• _Exercise_: Your task is to return the line containing "Trace the outline of every instance of the kitchen" and each line after it through the end of the entries, exactly, with no other lines.

• _Available data_:
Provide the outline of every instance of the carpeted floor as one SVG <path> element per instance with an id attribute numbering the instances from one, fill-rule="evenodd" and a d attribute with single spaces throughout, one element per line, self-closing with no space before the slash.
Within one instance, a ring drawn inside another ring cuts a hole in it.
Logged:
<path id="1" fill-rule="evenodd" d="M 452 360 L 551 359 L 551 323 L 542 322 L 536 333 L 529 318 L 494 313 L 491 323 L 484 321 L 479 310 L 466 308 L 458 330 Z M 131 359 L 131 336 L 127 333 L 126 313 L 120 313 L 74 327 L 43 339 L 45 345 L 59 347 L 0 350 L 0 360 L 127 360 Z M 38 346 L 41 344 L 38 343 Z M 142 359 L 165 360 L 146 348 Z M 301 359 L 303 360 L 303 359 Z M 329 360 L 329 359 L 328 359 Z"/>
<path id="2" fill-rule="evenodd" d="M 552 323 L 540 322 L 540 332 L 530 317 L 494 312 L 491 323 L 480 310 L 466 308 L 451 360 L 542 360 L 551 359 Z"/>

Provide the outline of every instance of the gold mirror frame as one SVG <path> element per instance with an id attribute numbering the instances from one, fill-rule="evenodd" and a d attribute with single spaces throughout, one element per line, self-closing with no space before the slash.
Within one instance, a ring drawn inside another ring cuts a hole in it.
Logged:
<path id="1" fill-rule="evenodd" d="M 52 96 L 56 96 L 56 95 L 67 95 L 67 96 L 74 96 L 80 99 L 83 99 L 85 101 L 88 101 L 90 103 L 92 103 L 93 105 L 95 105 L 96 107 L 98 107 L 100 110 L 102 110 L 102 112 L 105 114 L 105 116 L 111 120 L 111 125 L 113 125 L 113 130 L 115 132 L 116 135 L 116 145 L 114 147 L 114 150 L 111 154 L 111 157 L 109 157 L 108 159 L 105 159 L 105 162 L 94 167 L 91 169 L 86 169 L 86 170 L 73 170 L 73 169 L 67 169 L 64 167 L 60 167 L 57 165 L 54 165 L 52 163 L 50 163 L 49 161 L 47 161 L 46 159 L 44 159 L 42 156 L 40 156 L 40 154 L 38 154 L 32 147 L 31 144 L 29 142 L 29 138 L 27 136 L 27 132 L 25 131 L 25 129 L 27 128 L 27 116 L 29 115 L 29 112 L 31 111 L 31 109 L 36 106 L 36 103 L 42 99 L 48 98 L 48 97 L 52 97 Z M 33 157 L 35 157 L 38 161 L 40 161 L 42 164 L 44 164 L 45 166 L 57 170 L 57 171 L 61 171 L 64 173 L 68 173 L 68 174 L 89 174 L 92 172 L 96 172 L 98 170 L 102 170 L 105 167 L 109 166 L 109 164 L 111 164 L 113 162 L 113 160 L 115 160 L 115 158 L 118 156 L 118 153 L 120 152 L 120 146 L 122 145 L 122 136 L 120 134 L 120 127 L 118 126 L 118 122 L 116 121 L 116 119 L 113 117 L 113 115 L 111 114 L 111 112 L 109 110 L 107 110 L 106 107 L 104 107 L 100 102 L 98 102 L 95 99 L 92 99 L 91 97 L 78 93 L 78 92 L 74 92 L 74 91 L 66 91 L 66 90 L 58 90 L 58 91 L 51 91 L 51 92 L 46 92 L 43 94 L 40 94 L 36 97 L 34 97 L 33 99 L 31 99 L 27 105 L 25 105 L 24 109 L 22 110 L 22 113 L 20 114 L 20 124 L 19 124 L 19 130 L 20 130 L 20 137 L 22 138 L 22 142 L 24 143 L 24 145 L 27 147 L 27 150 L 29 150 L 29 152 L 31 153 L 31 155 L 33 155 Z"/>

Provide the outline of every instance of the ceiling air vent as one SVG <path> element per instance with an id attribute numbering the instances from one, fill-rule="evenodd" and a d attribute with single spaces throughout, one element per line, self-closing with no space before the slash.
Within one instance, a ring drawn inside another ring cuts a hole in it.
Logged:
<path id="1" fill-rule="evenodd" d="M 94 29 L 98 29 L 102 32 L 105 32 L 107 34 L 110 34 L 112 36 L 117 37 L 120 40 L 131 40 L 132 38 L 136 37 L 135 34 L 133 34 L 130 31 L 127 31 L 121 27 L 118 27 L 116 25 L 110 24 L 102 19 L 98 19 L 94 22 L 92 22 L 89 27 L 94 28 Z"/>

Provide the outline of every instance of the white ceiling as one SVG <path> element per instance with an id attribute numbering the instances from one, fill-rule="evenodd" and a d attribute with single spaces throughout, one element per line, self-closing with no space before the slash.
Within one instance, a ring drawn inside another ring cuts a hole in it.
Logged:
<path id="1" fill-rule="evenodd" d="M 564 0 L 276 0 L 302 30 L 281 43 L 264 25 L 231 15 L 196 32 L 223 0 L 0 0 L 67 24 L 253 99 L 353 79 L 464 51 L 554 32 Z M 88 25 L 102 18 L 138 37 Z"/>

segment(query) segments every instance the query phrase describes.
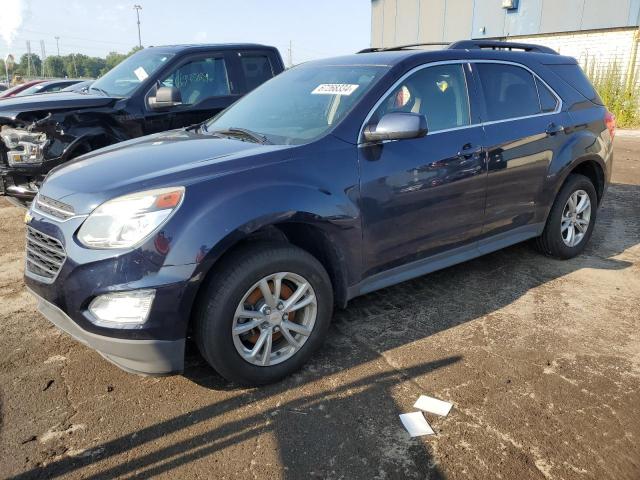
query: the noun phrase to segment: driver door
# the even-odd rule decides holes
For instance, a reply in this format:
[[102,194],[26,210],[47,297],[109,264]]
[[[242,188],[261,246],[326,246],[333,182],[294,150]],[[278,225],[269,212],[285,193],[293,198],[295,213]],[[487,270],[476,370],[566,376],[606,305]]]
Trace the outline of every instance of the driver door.
[[428,133],[359,145],[365,277],[473,248],[480,235],[487,166],[467,84],[473,84],[468,64],[422,67],[401,80],[366,122],[373,126],[390,112],[419,113]]
[[165,74],[149,97],[159,87],[175,87],[180,91],[182,105],[154,112],[147,122],[149,129],[161,131],[200,123],[235,102],[240,95],[234,93],[229,64],[225,53],[211,53],[188,57]]

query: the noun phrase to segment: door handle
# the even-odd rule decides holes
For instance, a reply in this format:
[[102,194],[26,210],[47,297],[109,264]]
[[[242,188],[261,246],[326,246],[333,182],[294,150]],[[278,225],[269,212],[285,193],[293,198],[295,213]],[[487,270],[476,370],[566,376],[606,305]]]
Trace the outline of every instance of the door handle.
[[547,135],[555,135],[556,133],[562,132],[564,132],[564,127],[562,125],[558,125],[555,122],[551,122],[549,125],[547,125],[547,129],[545,130],[545,133]]
[[464,158],[464,159],[469,159],[475,155],[479,155],[482,153],[482,147],[477,147],[472,145],[471,143],[465,143],[462,148],[460,149],[460,151],[458,152],[458,155],[456,155],[459,158]]

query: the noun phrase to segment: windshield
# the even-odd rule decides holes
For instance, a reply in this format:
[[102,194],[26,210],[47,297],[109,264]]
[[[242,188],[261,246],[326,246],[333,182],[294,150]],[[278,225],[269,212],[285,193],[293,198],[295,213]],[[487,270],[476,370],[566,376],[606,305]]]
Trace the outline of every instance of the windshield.
[[264,83],[206,124],[242,128],[271,143],[298,145],[336,125],[387,71],[380,66],[301,65]]
[[89,90],[110,97],[127,97],[171,57],[171,53],[162,53],[154,49],[140,50],[93,82]]
[[45,87],[44,83],[38,83],[37,85],[34,85],[33,87],[25,88],[21,92],[16,93],[16,97],[25,97],[27,95],[33,95],[34,93],[38,93],[44,87]]

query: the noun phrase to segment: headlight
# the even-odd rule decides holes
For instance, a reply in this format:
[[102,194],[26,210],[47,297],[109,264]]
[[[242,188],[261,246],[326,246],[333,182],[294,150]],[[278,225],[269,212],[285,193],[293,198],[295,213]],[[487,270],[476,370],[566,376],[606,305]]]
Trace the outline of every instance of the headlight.
[[47,136],[44,133],[29,132],[19,128],[3,126],[0,138],[6,145],[9,165],[42,163]]
[[109,200],[87,217],[78,240],[89,248],[132,247],[160,228],[183,197],[184,187],[171,187]]

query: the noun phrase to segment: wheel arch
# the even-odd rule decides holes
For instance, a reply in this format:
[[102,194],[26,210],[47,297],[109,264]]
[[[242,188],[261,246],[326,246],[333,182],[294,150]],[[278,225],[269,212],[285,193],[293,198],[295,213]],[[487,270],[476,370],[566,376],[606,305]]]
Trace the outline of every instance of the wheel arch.
[[[577,162],[566,175],[562,185],[564,185],[569,178],[569,175],[578,173],[580,175],[584,175],[596,189],[596,194],[598,195],[598,205],[602,201],[602,197],[604,196],[604,186],[605,186],[605,173],[604,168],[602,167],[599,157],[586,157]],[[562,186],[560,187],[562,188]]]
[[327,271],[331,280],[334,304],[344,308],[348,301],[348,286],[350,283],[347,264],[350,259],[348,253],[331,232],[339,228],[326,220],[319,220],[316,216],[298,212],[288,218],[278,221],[252,222],[254,228],[238,228],[201,259],[193,275],[193,290],[186,296],[189,306],[189,326],[193,323],[196,305],[200,302],[200,295],[206,290],[206,285],[216,272],[216,267],[233,254],[237,249],[250,244],[265,242],[280,242],[295,245],[310,253]]

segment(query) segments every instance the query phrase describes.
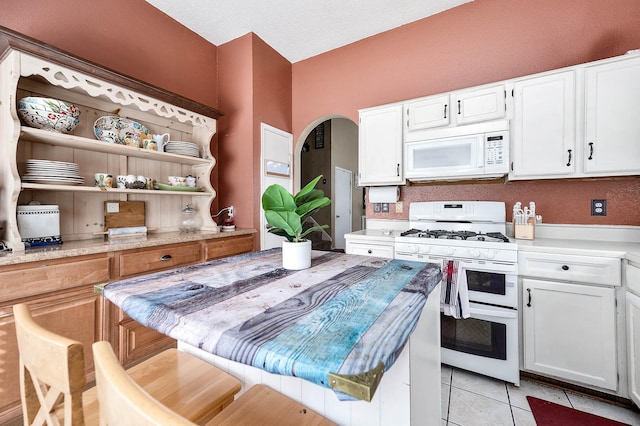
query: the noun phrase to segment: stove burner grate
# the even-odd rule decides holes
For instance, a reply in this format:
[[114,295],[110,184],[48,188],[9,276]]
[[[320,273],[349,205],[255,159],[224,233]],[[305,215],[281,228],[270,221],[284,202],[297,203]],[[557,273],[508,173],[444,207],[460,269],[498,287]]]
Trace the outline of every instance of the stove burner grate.
[[414,237],[414,238],[438,238],[447,240],[468,240],[468,241],[492,241],[492,242],[509,242],[509,238],[502,235],[500,232],[487,232],[485,234],[481,232],[473,231],[447,231],[444,229],[409,229],[402,232],[401,237]]

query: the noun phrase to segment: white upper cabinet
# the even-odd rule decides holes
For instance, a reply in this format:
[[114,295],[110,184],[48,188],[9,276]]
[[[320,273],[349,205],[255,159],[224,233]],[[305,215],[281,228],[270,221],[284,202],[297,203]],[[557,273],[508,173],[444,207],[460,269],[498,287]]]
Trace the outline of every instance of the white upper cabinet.
[[408,131],[448,126],[451,121],[449,95],[429,96],[406,104]]
[[404,104],[405,140],[423,138],[429,129],[506,117],[505,85],[465,89],[414,99]]
[[402,104],[360,111],[358,184],[404,183],[402,171]]
[[640,173],[640,56],[514,83],[509,179]]
[[451,97],[456,125],[497,120],[507,114],[503,84],[480,90],[461,90]]
[[640,172],[640,56],[586,67],[585,172]]
[[566,177],[576,172],[575,72],[514,84],[510,179]]

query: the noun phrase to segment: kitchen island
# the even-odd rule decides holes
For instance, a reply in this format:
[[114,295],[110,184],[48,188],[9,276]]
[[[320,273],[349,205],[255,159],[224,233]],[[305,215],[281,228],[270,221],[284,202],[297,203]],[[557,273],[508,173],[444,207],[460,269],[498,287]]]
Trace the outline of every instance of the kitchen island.
[[[114,282],[104,296],[245,389],[266,383],[339,424],[440,423],[438,265],[314,252],[309,269],[280,266],[279,249],[254,252]],[[380,363],[371,402],[333,389],[329,373],[358,379]]]

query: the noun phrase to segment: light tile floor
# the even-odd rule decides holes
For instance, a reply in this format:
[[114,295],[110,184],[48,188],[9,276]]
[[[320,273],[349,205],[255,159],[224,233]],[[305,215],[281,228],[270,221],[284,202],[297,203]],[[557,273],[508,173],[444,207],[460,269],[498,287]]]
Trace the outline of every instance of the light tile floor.
[[521,380],[520,387],[465,370],[442,366],[443,426],[535,426],[527,396],[640,426],[640,413],[600,400]]

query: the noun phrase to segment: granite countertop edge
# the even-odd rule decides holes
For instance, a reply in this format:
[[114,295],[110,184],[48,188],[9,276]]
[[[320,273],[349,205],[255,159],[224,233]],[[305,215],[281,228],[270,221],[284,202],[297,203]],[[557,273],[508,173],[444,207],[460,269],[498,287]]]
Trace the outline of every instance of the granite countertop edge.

• _Task response_:
Trace the outline of every instance of the kitchen island.
[[[114,282],[104,296],[245,389],[266,383],[339,424],[440,423],[438,265],[314,252],[309,269],[280,266],[279,249],[254,252]],[[380,363],[371,402],[333,389],[329,373],[358,379]]]

query: the noun phrase to segment: light tile floor
# the even-odd rule decides holes
For instance, a reply in this format:
[[114,295],[110,184],[48,188],[9,276]]
[[[320,273],[349,205],[255,159],[224,233]],[[305,215],[281,228],[270,221],[284,202],[297,203]],[[557,273],[508,173],[444,207],[460,269],[498,287]]]
Trace the outline of every instance of the light tile floor.
[[521,380],[520,387],[465,370],[442,366],[443,426],[535,426],[527,396],[640,426],[640,413],[600,400]]

query: the noun phrase to segment: granite countertop edge
# the even-odd rule decides holes
For instance, a reply in this format:
[[114,295],[110,184],[48,188],[9,276]]
[[[320,273],[349,205],[255,159],[224,233]],[[305,215],[281,228],[270,221],[284,202],[297,203]],[[557,273],[508,173],[444,207],[460,269],[498,287]]]
Trace the outline of every instance of the granite countertop edge.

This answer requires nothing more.